## [Text shown]
_ _ _

President Barack Obama previously apologized to MSF for the strike and promised a “transparent, thorough and objective accounting of the facts and circumstances of the incident.”

Gen. John F. Campbell, former commander of US forces in Afghanistan, said after the attack that it had been ordered to “eliminate” a Taliban threat and that “several civilians were accidentally struck.” The military first falsely reported that US troops faced a direct threat warranting the air strike, but Campbell later admitted there was no immediate danger to American personnel. The US altered its version of events four times in as many days in the wake of the bombing.

A US investigation concluded the bombing, which occurred as Afghan forces backed by American warplanes fought to drive the resurgent Taliban from Kunduz, was a “tragic accident” largely attributable to human error. However, a MSF report said the strike appeared to be a “war crime” and that the US conducted the attack “with a purpose to kill and destroy.” The top United Nations human rights official also said the attack could be a war crime.

“If established as deliberate in a court of law, an airstrike on a hospital may amount to a war crime,” UN High Commissioner Zeid Ra’ad Al Hussein said at the time. “This event is utterly tragic, inexcusable and possibly even criminal.”

MSF had previously notified all warring parties of the hospital’s GPS coordinates. As staff there realized they were under US attack, they frantically contacted American and Afghan officials but it took US commanders 17 minutes to react after receiving the warning. The MSF report describes patients burning in their beds, medical staff who were decapitated and lost limbs and staff members being shot from the air while they fled the burning building.

“Many staff describe seeing people being shot, most likely from the plane, as people tried to flee the main hospital building that was being hit with each airstrike,” the report said. “Some accounts mention shooting that appears to follow the movement of people on the run. [MSF] doctors and other medical staff were shot while running to reach safety in a different part of the compound.”

“There are no words for how terrible it was,” MSF nurse and attack survivor Lajos Zoltan Jecs told the Independent. “In the intensive care unit, six patients were burning in their beds.”

Relatives of those killed in the bombing and survivors of the attack expressed their anger to Afghan officials who accepted Gen. Nicholson’s apology on their behalf. Zabiullah Niazi, an operating room nurse at the hospital who lost an eye, a finger and the use of one of his hands, asked the New York Times why the apology took so long.

“They hit us six months ago and are apologizing now?” he asked. “The head of the provincial council and other officials who said we accept the apology, they wouldn’t have said it if they had lost their own son and eaten ashes, as we did.”

Others wondered if anyone would be held accountable for the attack. While the US military disciplined more than a dozen troops over the incident, no personnel face criminal charges.

The MSF hospital in Kunduz was shut down after the bombing, depriving hundreds of thousands of Afghans access to medical care at what was the only specialized trauma hospital in northeastern Afghanistan.

At least 92,000 people have been killed in the Afghanistan war since 2001, including more than 26,000 civilians. The vast majority of these deaths have been caused by Taliban forces. It is estimated that as many as 1.3 million people have died in Afghanistan, Iraq and Pakistan since the US launched its war on terrorism in October 2001 in response to the previous month’s al-Qaeda attacks on New York and Washington, DC.

_ _ _

## [Provided material]

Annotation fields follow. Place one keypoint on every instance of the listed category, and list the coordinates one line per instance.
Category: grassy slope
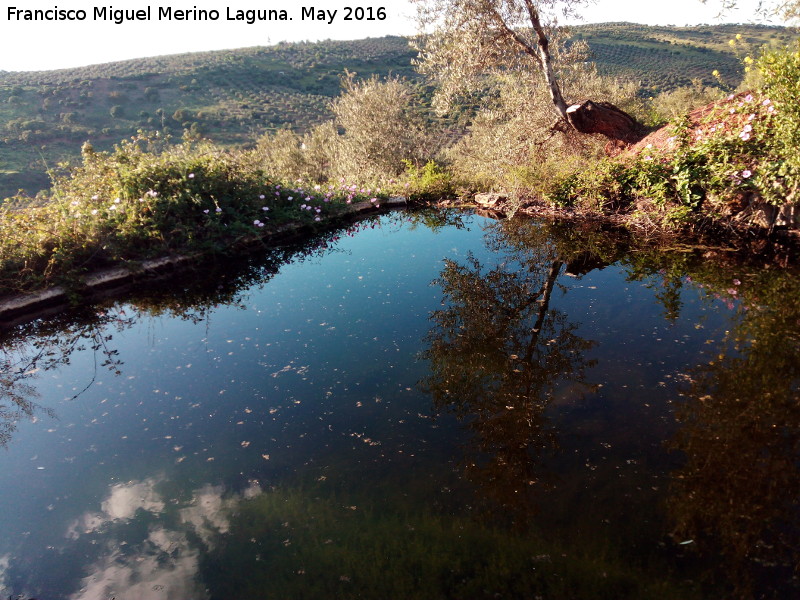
(233, 96)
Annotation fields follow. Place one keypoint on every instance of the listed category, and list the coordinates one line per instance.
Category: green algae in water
(432, 406)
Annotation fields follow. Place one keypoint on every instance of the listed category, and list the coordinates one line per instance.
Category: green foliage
(675, 103)
(427, 183)
(743, 148)
(150, 198)
(383, 124)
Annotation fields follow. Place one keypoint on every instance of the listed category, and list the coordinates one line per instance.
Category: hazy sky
(41, 45)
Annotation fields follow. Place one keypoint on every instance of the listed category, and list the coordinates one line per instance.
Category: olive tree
(462, 40)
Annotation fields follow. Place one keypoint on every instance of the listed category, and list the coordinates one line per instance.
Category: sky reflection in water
(409, 375)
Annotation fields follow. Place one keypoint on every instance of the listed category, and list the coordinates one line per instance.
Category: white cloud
(164, 566)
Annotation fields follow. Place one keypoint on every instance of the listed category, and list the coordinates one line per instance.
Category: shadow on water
(30, 349)
(501, 354)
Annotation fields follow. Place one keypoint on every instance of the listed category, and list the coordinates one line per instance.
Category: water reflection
(31, 349)
(499, 352)
(737, 495)
(147, 545)
(296, 459)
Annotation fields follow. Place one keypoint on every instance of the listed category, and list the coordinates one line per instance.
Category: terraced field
(234, 96)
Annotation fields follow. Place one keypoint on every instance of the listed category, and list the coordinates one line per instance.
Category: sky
(28, 45)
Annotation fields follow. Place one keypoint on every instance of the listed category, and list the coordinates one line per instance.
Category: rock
(491, 201)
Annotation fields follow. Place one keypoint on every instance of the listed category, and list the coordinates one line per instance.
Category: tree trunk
(606, 119)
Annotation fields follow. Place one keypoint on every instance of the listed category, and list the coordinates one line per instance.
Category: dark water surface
(422, 406)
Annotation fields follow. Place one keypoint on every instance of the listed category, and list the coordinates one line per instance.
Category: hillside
(234, 96)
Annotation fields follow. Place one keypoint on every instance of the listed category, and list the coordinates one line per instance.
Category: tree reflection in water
(43, 345)
(738, 495)
(498, 352)
(53, 344)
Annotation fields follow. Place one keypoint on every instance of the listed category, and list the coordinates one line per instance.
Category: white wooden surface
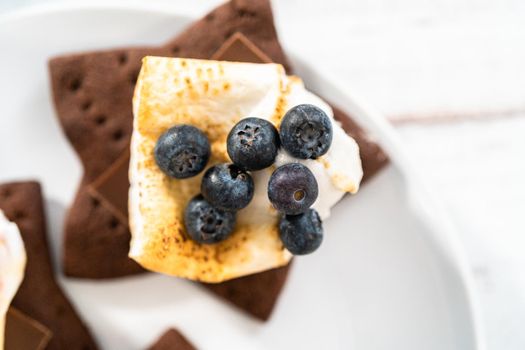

_ _ _

Restate the part of the Kunduz bombing text that opens with the words "Gen. John F." and closes with "of the bombing.", swapping "air strike" for "airstrike".

## [Answer section]
Gen. John F. Campbell, former commander of US forces in Afghanistan, said after the attack that it had been ordered to “eliminate” a Taliban threat and that “several civilians were accidentally struck.” The military first falsely reported that US troops faced a direct threat warranting the airstrike, but Campbell later admitted there was no immediate danger to American personnel. The US altered its version of events four times in as many days in the wake of the bombing.